* DOCUMENT EXTRACT:

+ + + + +

Francesco Conte (Italy)
francesco.conte @ mpi-hd.mpg.de
Development of an experimental setup for galactic gamma-ray detection in the TeV-PeV range
Discovered in the first years of the 20th century, cosmic rays constitute a source of information about particle acceleration mechanisms of astrophysical origin, up to energies that couldn’t be reached with any experimental setup on Earth. This means, on one hand, that CRs provide invaluable information on poorly understood astrophysical processes (e.g. EBL absorption), and on the other hand that their detection can be used to constrain hypotheses (e.g. test of Lorenz invariance, dark matter self-annihilation gamma-ray emission, axions, and other exotic physics). And of course, generally speaking, gamma-ray detection is a unique way to map high-energy emitters inside and outside the Milky Way, since photons don’t interact with magnetic fields – and the same holds for galactic high-energy ions, deflected very little by the MW magnetic field.
Due to the interactions with atmospheric particles (which cause showers of charged nuclei, leptons and photons), CRs cannot be directly detected by ground observatories. What we can collect on the ground is the Cherenkov radiation due to the shower of fast charged particles passing through the atmosphere, and by using an array of telescopes we can cover a large enough collection area (this is the core method adopted by the so-called IACTs telescopes like MAGIC and HESS). In particular, the new generation Cherenkov Telescope Array is currently under construction: it will consist of more than one hundred telescopes of different sizes to optimize the sensitivity in a vast range of energies (from 10s of GeV to 100s of TeV). CTA will have a sensitivity higher by an order of magnitude with respect to previous Cherenkov telescopes.

+ + + + +

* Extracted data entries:
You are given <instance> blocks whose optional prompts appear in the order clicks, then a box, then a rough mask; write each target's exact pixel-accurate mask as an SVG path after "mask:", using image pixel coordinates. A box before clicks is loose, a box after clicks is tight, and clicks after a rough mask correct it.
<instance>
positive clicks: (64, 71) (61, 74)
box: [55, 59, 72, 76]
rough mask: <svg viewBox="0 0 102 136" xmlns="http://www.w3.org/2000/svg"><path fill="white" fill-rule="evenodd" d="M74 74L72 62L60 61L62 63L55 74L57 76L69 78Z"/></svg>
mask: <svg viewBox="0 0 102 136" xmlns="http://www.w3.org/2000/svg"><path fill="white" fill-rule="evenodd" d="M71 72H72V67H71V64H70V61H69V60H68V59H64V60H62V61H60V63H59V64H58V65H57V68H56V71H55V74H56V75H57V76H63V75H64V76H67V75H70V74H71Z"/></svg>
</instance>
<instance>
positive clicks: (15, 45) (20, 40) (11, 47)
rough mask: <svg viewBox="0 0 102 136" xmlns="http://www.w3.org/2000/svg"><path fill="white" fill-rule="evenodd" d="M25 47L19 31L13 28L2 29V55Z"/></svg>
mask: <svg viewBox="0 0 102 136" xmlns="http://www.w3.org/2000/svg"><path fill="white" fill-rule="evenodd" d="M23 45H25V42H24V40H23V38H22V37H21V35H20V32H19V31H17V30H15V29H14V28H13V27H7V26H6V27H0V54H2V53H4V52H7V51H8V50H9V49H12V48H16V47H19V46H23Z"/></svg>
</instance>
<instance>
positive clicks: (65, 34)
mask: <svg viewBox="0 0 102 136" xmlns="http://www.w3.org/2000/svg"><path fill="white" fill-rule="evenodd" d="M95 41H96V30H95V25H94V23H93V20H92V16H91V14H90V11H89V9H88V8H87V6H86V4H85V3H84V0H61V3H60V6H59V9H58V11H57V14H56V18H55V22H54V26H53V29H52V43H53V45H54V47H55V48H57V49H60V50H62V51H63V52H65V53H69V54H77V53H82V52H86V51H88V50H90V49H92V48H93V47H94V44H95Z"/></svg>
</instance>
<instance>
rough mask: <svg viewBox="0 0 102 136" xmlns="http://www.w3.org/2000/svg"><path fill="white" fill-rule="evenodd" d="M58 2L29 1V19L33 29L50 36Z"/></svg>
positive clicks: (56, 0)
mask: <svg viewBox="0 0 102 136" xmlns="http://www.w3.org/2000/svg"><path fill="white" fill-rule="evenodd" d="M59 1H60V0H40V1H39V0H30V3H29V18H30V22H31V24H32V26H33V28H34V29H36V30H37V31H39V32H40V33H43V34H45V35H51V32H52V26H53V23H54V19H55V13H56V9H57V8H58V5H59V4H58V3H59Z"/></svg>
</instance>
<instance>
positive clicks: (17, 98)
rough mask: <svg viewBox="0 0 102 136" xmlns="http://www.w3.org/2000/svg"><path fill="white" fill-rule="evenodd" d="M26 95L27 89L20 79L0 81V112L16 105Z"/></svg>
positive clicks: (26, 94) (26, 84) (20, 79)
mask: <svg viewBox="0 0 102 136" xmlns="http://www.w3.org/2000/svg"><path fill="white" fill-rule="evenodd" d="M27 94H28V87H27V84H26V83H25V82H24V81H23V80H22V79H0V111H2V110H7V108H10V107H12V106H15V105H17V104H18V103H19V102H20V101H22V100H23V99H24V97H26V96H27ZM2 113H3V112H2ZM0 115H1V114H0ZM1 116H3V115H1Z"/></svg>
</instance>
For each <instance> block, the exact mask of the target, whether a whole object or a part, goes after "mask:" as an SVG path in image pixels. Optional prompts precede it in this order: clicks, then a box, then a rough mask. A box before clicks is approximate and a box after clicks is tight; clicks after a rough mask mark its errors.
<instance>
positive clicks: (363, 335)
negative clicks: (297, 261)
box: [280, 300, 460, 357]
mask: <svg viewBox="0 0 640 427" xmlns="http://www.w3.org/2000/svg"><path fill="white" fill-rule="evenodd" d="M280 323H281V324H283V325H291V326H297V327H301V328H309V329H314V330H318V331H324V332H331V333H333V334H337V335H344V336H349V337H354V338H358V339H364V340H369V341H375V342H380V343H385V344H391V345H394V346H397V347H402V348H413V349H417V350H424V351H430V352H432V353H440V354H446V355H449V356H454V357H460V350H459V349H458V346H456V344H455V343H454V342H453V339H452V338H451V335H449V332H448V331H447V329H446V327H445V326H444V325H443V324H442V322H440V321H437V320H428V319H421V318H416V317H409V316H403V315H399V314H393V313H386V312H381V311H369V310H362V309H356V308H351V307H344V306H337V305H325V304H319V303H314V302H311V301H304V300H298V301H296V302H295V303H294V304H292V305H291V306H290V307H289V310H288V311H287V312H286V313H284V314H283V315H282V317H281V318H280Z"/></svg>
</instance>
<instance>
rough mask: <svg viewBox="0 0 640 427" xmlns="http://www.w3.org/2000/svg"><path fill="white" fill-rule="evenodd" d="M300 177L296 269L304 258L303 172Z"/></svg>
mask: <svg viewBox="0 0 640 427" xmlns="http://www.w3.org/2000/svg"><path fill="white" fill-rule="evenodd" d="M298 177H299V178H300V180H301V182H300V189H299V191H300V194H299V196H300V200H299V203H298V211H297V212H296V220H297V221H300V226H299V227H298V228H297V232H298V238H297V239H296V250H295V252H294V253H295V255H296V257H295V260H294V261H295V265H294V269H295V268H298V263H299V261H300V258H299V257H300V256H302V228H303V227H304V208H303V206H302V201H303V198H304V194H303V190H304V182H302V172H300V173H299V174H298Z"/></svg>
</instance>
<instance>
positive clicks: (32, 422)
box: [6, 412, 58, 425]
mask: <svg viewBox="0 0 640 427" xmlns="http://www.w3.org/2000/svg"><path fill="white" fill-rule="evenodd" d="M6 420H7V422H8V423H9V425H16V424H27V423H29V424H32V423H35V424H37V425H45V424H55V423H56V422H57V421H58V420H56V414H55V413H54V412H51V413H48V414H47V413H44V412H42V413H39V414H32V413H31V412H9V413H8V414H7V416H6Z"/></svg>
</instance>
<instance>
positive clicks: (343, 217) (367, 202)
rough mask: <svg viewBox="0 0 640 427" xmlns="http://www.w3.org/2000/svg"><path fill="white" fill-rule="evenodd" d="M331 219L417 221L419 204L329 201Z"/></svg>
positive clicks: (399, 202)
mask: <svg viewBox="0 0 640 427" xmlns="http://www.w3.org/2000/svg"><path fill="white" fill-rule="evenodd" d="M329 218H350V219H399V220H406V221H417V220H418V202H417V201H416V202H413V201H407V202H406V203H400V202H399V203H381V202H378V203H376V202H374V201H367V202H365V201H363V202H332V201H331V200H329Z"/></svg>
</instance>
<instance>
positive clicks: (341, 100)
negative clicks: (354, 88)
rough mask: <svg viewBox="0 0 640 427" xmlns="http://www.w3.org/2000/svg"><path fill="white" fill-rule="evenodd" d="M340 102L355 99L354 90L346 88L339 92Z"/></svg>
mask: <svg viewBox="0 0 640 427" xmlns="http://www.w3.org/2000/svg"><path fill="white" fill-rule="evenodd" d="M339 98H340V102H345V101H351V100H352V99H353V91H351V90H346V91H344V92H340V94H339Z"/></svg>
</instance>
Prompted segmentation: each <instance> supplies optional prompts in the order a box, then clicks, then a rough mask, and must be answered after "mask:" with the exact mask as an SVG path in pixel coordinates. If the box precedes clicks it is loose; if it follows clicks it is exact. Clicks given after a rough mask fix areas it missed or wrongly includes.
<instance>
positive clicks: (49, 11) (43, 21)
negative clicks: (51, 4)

+ + + + +

* TASKS FOR THIS EXERCISE:
1. Answer these questions from the gamma-ray detection text:
(a) When were cosmic rays discovered?
(b) What keeps ground observatories from detecting cosmic rays directly?
(c) What will the Cherenkov Telescope Array consist of?
2. Can you set down the part of the gamma-ray detection text that opens with the words containing "Due to the interactions" and closes with "previous Cherenkov telescopes."?
3. Could you condense the paragraph of the gamma-ray detection text that begins "Due to the interactions with atmospheric particles" into a short list that keeps its main facts?
The listing has no connection to the gamma-ray detection text.

* SET OF ANSWERS:
1.
(a) In the first years of the 20th century.
(b) Their interactions with atmospheric particles, which cause showers of charged nuclei, leptons and photons.
(c) More than one hundred telescopes of different sizes.

2.
Due to the interactions with atmospheric particles (which cause showers of charged nuclei, leptons and photons), CRs cannot be directly detected by ground observatories. What we can collect on the ground is the Cherenkov radiation due to the shower of fast charged particles passing through the atmosphere, and by using an array of telescopes we can cover a large enough collection area (this is the core method adopted by the so-called IACTs telescopes like MAGIC and HESS). In particular, the new generation Cherenkov Telescope Array is currently under construction: it will consist of more than one hundred telescopes of different sizes to optimize the sensitivity in a vast range of energies (from 10s of GeV to 100s of TeV). CTA will have a sensitivity higher by an order of magnitude with respect to previous Cherenkov telescopes.

3.
- Interactions with atmospheric particles cause showers of charged nuclei, leptons and photons, so ground observatories cannot detect cosmic rays directly.
- What can be collected on the ground is the Cherenkov radiation from the shower of fast charged particles passing through the atmosphere.
- An array of telescopes covers a large enough collection area, which is the core method of IACTs such as MAGIC and HESS.
- The new-generation Cherenkov Telescope Array is under construction. It will have more than one hundred telescopes of different sizes to optimize sensitivity from tens of GeV to hundreds of TeV.
- CTA will be an order of magnitude more sensitive than previous Cherenkov telescopes.